PROBLEMS TO WORK ON
(a) Answer these questions from the text on drones in agriculture:
(i) By what percentage do the drone-planting systems created by startups decrease planting costs?
(ii) How much faster than traditional machinery can aerial spraying be completed with drones, according to experts?
(iii) What does the vegetation index describe?
(b) Extend the text on drones in agriculture from the point at which it ends, in the same formal style.

Farmers and agriculturists are always looking for cheap and effective methods to regularly monitor their crops. The infrared sensors in drones can be tuned to detect crop health,  enabling farmers to react and improve crop conditions locally, with inputs of fertilizer or  insecticides. It also improves management and effectuates better yield of the crops. In the  next few years, nearly 80% of the agricultural market will comprise of drones.

How Drones are used in agriculture?

Drones can help farmers to optimize the use of inputs (seed, fertilizers, water), to react more  quickly to threats (weeds, pests, fungi), to save time crop scouting (validate treatment/actions  taken), to improve variable-rate prescriptions in real time and estimate yield from a field.

Soil and field analysis: 

Drones can be instrumental at the start of the crop cycle. They produce precise 3-D maps for early  soil analysis, useful in planning seed planting patterns. After planting, drone-driven soil  analysis provides data for irrigation and nitrogen-level management.


Startups have created drone-planting systems that achieve an uptake rate of 75 percent and  decrease planting costs by 85 percent. These systems shoot pods with seeds and plant nutrients into the soil, providing the plant all the nutrients necessary to sustain life.


Crop spraying: 

Drones can scan the ground and spray the correct amount of liquid, modulating distance from the  ground and spraying in real time for even coverage. The result: increased efficiency with a  reduction of in the amount of chemicals penetrating into groundwater. In fact, experts estimate  that aerial spraying can be completed up to five times faster with drones than with traditional  machinery.

Crop monitoring: 

Vast fields and low efficiency in crop monitoring together create challenges are exacerbated by  increasingly unpredictable weather conditions, which drive risk and field maintenance costs. 


Drones with hyper-spectral, multispectral, or thermal sensors can identify which parts of a field  are dry or need improvements. Additionally, once the crop is growing, drones allow the  calculation of the vegetation index, which describes the relative density and health of the crop,  and show the heat signature, the amount of energy or heat the crop emits. 

Crop health assessment:  

Plants reflect visible & near-infrared light and its intensity varies with health status and stress  levels experienced by plants. Drones fitted with sensors capable of scanning crops using visible  and near infrared light can be used to track crop health over period of time and also to monitor  response to remedied measures.

ENTRIES SHOWN

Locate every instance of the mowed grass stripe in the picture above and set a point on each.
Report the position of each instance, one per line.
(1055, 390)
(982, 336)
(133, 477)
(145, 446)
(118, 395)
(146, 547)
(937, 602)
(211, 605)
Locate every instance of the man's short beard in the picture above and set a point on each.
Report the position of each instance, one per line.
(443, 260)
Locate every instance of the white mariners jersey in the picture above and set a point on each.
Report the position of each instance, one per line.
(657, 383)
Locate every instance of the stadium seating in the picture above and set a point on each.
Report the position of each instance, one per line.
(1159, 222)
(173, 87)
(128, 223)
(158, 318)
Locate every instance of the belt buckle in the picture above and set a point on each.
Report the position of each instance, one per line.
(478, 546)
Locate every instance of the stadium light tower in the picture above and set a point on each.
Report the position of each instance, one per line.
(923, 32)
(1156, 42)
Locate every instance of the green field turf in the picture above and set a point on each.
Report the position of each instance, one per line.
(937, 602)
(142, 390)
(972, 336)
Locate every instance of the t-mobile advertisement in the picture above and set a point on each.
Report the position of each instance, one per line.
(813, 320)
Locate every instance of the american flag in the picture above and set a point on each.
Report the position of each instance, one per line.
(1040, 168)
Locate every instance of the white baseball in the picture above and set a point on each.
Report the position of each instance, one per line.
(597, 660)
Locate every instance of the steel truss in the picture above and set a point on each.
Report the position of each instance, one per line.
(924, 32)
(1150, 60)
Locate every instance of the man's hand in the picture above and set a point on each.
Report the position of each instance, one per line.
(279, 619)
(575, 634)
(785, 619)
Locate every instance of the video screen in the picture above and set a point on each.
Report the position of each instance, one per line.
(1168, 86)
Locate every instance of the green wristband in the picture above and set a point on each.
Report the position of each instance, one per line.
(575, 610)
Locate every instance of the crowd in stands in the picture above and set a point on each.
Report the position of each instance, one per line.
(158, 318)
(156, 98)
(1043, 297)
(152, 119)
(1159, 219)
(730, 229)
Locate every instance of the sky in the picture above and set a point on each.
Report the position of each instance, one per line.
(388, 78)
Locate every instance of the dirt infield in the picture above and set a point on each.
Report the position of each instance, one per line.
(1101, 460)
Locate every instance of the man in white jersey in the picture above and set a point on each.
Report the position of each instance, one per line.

RESULTS OF THE TASKS
(a)
(i) 85 percent.
(ii) Up to five times faster.
(iii) The relative density and health of the crop.

(b)
Crop surveillance:  

It is nearly impossible to estimate the overall state of crops in large fields. Drones based  agriculture mapping can help farmers remain area-wise updated on the plants status and point  out which field areas require attention. Drones inspect the field with infrared cameras and  determine light absorption rates to estimate the state of crops. Based on real time and accurate  information, farmers can take measures to improve the state of plants in any spot of the field. This  feature of crop surveillance and crop health assessment also forms the basis of the use of drones  for enhancing agricultural insurance tools for cross verifying farmers’ insurance claims. However,  financial implications vis a vis insurance model adopted and practical possibilities will decide the  future potential use.

Controlling weed, insect, pest and diseases:  

Apart from soil conditions, drones can also detect and inform farmers about field areas inflicted by  weeds, disease and insect pests. Based on this information, farmers can optimize the use of  chemicals needed to fight infestations, hence reducing the expenses and also contribute to better  field health.

Tree/crop biomass estimation:  

Crop/tree canopy density and distance from ground surface can be measured using ultra compact  LiDAR sensors mounted on drones. This enables estimation of the tree/crop biomass change  derived from differential height measurements that forms the basis for estimating timber production  in forest and production estimates in crops like sugarcane.

Scaring birds:

Birds are the major problem after sowing seeds of many crops. This needs  labour to protect the field. A couple of drone flights can scare the birds away from field.